*** EXTRACTED ENTRIES ***
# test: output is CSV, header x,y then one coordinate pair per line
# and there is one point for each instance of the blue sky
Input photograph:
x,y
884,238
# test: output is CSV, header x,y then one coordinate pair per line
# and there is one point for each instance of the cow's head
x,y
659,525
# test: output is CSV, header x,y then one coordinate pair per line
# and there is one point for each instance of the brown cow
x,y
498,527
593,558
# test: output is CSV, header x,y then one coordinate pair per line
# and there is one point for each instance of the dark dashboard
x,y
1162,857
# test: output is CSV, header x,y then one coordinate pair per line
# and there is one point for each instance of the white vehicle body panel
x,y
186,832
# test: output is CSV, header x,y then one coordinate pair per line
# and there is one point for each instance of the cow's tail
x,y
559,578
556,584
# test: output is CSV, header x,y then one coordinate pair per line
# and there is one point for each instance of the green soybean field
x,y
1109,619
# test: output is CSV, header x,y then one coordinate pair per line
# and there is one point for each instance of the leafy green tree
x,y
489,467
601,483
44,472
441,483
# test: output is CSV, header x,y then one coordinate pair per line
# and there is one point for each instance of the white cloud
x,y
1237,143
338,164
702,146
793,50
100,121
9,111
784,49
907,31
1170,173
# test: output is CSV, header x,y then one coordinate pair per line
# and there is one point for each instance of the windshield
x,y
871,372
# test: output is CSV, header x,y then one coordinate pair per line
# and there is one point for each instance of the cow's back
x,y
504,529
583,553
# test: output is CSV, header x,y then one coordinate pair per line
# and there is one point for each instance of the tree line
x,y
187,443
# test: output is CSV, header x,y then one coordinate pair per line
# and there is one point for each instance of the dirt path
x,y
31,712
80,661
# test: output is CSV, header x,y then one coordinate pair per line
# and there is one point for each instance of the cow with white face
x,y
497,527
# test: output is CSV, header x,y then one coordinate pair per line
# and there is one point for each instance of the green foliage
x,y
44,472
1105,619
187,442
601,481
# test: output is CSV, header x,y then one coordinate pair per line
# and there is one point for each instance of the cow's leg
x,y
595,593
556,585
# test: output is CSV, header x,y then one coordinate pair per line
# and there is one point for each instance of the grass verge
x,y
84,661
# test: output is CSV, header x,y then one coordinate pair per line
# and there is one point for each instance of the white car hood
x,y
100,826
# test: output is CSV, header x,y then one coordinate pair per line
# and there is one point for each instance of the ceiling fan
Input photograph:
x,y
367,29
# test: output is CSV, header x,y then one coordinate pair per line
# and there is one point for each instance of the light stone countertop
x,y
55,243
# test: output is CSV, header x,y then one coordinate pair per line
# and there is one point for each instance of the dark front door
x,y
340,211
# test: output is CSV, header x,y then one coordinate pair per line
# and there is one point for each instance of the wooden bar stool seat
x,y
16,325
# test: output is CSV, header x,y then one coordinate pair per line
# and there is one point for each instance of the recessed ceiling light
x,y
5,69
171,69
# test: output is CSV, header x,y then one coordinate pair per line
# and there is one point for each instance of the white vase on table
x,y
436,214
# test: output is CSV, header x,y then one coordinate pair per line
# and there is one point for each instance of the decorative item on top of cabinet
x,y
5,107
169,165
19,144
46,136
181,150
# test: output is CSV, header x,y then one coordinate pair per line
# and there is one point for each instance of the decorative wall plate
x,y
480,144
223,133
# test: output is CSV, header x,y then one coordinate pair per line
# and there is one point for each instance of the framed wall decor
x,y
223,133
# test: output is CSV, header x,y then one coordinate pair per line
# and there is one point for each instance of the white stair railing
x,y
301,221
*** End of EXTRACTED ENTRIES ***
| WORK ORDER |
The answer should be all the entries, restated with no word changed.

| ANSWER BELOW |
# test: output is CSV, header x,y then one coordinate pair per line
# and there is one point for each instance of the blue sky
Input photograph:
x,y
884,238
# test: output is CSV, header x,y then one coordinate pair per line
# and there is one point for each instance of the cow's head
x,y
659,525
# test: output is CSV, header x,y then one coordinate pair per line
# and there is one point for each instance of the brown cow
x,y
498,527
593,558
# test: output is CSV, header x,y then one coordinate pair per line
# and there is one point for each instance of the dark dashboard
x,y
1162,857
# test: output is CSV, header x,y then one coordinate pair per line
# and there is one point for each instance of the white vehicle body panel
x,y
186,832
# test: output is CSV, header x,y then one coordinate pair per line
# and there is one point for each instance of the cow's tail
x,y
559,578
556,584
# test: output is CSV, header x,y then one coordinate pair per line
# and there is one point for each instance of the green soybean field
x,y
1109,619
# test: output is CSV, header x,y then one coordinate pair per line
# and there is one point for each instance of the leafy green tree
x,y
489,467
601,483
44,472
441,483
# test: output is CSV, header x,y then one coordinate pair per line
# and there is one point for each instance of the white cloud
x,y
1237,143
338,164
702,146
793,50
100,121
9,111
784,49
907,31
1170,173
# test: output is CSV, header x,y then one coordinate pair per line
# and there is one point for each instance of the windshield
x,y
871,372
# test: output is CSV, header x,y then one coordinate pair per line
# and there is one point for each instance of the cow's back
x,y
504,529
583,553
# test: output is CSV, header x,y then one coordinate pair per line
# and there is one point for each instance of the tree line
x,y
187,443
# test: output is CSV, header x,y then one coordinate pair per line
# and there is one point for each instance of the dirt path
x,y
31,712
80,661
# test: output is CSV, header x,y then one coordinate pair per line
# and there is one point for each instance of the cow with white face
x,y
497,527
# test: output is CSV, header x,y then one coordinate pair per line
# and there is one point for each instance of the green foliage
x,y
44,472
1105,619
187,442
601,481
# test: output is CSV, header x,y then one coordinate pair per line
# and there is one point for each instance of the cow's leg
x,y
595,593
556,585
# test: output is CSV, header x,y then one coordinate pair per line
# and there is one point for each instance of the grass verge
x,y
84,661
# test: output is CSV, header x,y then one coordinate pair per line
# and there is one point for each instance of the white car hood
x,y
100,826
# test: output is CSV, header x,y then one coordinate pair per line
# and there is one point for each instance of the ceiling fan
Input photograph:
x,y
367,29
# test: output is CSV, header x,y then one coordinate pair per line
# and there is one point for each instance of the light stone countertop
x,y
55,243
# test: output is CSV, header x,y then one coordinate pair per line
# and there is one point for each instance of the dark front door
x,y
340,211
# test: output is CSV, header x,y then one coordinate pair per line
# and there is one point for each instance of the wooden bar stool seat
x,y
16,325
# test: output is CSV, header x,y then one coordinate pair per line
# and there is one point for each instance of the recessed ceiling light
x,y
5,69
171,69
# test: output is CSV, header x,y then one coordinate pair per line
# and there is one point for each instance of the white vase on table
x,y
436,214
# test: output is CSV, header x,y then one coordinate pair per line
# and there is one point for each instance of the decorative item on top of cabinet
x,y
5,107
169,165
19,144
46,136
181,150
# test: output is CSV, header x,y then one coordinate pair per line
# and there is one point for each instance of the decorative wall plate
x,y
480,144
223,133
# test: output is CSV, header x,y then one coordinate pair per line
# and there is one point for each instance of the framed wall decor
x,y
223,133
# test: output is CSV, header x,y then one coordinate pair per line
# and there is one point for each instance of the white stair railing
x,y
301,221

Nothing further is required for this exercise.